* _TASK OBJECTIVE_:
Please lay out the entries from the line containing "Please locate the white baseboard heater" through the last line of the entries as a Markdown table with the columns Row and Entry text, numbering each line and omitting blank lines.

* _RECORDS FOR THIS EXERCISE_:

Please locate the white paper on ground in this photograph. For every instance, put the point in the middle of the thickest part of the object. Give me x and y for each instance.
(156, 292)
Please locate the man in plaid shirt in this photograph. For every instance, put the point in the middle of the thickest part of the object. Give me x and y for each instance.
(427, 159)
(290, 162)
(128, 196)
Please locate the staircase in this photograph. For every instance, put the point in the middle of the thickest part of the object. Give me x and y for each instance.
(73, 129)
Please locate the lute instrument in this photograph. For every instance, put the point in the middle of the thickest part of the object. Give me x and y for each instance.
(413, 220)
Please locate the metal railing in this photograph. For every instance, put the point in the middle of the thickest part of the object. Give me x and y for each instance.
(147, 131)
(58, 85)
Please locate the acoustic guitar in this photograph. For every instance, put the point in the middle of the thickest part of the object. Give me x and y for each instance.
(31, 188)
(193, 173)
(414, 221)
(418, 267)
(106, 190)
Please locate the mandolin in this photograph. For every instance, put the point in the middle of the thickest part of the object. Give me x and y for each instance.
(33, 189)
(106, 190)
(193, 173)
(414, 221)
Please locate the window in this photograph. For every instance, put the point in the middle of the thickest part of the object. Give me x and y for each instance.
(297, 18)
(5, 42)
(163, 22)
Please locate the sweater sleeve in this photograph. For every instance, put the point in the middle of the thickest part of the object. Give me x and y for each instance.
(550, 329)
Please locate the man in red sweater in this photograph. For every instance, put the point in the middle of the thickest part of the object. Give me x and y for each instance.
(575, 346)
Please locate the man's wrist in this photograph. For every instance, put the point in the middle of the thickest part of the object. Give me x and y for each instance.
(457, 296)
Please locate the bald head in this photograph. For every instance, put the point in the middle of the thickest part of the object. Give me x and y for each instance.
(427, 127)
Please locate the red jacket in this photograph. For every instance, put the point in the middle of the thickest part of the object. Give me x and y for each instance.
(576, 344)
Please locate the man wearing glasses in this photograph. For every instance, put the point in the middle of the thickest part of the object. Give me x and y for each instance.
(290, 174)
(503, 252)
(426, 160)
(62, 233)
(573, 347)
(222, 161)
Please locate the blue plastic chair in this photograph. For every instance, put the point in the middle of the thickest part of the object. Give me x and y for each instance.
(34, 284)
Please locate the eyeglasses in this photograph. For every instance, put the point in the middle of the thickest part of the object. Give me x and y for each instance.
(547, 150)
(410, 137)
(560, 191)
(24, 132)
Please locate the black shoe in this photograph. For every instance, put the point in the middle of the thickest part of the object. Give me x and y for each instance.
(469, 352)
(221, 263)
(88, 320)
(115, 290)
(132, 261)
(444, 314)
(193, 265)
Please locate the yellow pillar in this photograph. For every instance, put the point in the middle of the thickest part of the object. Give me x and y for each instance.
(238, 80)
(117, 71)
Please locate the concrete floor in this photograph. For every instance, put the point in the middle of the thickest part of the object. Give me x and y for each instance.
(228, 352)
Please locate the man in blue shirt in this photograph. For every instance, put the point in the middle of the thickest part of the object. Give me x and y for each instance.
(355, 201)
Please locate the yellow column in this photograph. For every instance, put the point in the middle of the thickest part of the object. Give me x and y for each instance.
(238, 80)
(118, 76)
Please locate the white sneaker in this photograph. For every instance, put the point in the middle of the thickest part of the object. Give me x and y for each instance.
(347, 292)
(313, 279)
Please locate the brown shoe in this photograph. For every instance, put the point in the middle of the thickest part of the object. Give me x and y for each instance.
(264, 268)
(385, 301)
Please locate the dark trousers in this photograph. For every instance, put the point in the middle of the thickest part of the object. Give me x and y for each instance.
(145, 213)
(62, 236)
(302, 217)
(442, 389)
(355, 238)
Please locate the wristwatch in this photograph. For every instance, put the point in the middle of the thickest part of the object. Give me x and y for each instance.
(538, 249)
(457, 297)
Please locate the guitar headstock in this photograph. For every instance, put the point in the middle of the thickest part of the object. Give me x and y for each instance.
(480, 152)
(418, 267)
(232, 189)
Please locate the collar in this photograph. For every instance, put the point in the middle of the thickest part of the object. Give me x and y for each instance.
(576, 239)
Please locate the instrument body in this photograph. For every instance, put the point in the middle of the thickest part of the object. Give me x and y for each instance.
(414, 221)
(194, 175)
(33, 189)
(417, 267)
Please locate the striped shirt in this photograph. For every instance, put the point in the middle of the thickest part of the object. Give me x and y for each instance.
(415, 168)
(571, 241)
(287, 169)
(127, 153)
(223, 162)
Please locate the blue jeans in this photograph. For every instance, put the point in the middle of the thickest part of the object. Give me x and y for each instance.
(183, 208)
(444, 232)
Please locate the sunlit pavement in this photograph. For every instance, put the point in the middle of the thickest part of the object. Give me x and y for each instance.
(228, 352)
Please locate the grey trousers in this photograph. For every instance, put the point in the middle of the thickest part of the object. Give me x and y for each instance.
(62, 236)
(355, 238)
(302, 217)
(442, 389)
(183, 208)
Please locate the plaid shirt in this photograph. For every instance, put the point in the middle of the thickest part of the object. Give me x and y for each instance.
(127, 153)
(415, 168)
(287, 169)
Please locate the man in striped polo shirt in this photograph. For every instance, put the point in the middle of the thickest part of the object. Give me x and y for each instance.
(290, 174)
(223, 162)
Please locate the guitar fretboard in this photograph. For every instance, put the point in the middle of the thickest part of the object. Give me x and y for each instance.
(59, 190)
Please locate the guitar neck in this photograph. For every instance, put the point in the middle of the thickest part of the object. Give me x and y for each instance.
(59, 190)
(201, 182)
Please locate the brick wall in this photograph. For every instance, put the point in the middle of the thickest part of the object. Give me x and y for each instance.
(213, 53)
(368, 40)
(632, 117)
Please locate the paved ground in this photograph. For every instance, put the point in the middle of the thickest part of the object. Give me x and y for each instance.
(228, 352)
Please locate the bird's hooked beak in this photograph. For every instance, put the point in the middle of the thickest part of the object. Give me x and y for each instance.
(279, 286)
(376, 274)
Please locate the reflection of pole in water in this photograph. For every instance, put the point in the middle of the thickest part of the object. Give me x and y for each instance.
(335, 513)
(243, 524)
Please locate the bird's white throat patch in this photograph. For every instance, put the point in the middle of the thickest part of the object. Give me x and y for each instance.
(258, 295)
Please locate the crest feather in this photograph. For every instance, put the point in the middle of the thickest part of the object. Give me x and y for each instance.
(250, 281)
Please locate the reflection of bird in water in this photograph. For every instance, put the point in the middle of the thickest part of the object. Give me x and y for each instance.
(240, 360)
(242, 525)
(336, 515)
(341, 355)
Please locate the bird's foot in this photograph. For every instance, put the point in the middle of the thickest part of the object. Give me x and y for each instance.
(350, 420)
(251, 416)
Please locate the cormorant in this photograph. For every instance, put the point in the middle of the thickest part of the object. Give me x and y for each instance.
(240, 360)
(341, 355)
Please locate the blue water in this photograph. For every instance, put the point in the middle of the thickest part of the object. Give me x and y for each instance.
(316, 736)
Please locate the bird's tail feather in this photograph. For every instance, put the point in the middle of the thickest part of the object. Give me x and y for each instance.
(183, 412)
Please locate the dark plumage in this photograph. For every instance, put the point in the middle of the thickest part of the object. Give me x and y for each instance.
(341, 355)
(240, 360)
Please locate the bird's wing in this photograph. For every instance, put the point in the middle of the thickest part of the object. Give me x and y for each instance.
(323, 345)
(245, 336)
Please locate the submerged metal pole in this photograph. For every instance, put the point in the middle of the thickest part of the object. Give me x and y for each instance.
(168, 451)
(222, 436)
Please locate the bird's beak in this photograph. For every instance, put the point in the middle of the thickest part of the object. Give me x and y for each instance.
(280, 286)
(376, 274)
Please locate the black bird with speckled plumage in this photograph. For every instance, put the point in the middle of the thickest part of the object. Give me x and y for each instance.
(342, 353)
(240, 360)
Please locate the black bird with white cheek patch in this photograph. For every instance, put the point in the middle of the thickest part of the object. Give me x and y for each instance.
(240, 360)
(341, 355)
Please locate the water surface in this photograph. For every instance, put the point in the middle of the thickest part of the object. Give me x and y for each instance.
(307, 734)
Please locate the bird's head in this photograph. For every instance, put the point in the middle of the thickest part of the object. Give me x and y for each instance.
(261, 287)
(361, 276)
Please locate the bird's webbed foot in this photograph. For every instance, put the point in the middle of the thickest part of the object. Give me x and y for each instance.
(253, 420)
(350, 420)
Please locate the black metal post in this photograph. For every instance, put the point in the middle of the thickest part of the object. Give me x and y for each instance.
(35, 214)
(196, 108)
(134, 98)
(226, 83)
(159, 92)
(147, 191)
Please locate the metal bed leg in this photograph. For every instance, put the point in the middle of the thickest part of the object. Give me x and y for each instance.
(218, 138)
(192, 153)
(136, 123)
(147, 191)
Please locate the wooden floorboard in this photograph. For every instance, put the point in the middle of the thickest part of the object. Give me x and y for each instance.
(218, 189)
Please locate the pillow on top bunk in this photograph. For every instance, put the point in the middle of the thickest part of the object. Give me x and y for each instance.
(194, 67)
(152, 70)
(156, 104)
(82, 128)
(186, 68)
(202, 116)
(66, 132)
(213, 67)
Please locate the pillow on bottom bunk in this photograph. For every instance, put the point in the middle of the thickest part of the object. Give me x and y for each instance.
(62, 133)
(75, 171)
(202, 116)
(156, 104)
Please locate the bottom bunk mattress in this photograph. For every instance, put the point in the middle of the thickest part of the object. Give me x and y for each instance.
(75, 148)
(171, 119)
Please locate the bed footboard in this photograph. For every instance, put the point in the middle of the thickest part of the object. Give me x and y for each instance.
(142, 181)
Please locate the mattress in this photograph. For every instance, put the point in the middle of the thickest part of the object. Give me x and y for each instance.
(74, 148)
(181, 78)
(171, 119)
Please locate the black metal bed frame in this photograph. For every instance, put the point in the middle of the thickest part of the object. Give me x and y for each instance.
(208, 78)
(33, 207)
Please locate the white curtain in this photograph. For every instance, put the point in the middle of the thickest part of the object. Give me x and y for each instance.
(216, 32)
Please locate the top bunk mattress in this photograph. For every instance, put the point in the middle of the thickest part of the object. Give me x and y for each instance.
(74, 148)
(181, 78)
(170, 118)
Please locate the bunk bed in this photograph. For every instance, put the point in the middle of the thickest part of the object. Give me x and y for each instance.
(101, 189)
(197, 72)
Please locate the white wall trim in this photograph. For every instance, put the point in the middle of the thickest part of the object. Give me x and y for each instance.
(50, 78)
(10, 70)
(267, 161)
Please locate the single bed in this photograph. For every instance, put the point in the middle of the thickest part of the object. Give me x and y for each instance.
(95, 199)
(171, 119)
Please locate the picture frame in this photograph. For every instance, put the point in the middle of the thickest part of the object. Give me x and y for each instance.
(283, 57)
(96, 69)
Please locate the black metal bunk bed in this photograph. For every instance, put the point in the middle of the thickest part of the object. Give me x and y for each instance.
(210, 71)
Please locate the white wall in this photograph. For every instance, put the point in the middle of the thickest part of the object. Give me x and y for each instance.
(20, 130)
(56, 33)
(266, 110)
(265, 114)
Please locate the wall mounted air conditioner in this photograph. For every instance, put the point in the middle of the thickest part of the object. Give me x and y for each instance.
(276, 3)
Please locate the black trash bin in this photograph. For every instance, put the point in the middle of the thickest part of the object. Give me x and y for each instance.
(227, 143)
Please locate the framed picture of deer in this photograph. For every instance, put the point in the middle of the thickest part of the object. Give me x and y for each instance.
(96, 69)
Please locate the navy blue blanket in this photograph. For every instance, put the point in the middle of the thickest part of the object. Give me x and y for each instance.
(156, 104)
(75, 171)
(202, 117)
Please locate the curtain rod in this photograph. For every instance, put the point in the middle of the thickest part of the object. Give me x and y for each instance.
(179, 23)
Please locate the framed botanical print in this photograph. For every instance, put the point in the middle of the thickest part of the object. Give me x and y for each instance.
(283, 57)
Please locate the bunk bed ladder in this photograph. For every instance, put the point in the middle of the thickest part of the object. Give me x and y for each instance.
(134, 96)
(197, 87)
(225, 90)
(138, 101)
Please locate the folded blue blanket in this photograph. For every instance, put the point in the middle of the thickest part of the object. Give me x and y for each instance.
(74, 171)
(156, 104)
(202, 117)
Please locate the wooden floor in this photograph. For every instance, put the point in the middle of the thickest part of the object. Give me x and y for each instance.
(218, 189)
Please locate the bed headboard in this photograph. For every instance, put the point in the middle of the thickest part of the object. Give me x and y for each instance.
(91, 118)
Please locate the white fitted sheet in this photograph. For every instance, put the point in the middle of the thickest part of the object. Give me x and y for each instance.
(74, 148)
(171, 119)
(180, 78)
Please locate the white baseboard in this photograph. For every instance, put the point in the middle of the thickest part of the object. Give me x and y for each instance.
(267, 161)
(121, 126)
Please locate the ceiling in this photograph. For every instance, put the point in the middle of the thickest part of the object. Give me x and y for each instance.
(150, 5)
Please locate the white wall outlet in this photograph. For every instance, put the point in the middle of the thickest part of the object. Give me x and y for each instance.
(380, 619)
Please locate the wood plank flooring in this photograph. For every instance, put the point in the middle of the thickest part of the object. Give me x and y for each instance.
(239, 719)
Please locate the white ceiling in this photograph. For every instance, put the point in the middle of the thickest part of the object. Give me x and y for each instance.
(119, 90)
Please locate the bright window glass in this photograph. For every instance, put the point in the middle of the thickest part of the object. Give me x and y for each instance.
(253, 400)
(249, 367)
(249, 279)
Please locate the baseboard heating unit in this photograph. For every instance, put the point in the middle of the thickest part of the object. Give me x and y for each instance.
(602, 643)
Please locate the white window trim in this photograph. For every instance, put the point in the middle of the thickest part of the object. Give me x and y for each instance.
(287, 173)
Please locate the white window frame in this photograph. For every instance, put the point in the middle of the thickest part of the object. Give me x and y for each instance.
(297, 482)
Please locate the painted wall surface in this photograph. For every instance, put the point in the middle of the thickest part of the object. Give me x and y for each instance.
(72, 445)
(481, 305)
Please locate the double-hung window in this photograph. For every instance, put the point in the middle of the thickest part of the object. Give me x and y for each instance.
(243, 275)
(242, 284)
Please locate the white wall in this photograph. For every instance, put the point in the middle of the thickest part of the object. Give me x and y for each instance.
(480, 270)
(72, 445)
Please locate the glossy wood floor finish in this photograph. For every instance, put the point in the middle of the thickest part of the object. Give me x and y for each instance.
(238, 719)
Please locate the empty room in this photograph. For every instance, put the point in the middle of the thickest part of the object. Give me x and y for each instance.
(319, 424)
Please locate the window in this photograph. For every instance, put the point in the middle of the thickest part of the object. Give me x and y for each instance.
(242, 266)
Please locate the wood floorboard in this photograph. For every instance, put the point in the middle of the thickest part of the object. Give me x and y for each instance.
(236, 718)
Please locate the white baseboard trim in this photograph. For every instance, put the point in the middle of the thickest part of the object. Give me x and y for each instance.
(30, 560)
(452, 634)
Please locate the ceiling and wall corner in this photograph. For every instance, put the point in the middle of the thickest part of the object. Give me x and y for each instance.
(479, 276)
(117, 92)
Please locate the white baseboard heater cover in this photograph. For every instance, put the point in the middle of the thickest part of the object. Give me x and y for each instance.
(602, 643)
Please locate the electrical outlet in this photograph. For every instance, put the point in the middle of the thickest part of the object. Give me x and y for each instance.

* _EXERCISE RESULT_:
| Row | Entry text |
|---|---|
| 1 | Please locate the white baseboard heater cover in this photograph. For every instance, put the point in the middle of the thickest part of the object. Give me x and y for each instance. |
| 2 | (602, 643) |
| 3 | Please locate the electrical outlet in this photograph. For every instance, put the point in the middle of the thickest part of the object. Give me x and y for each instance. |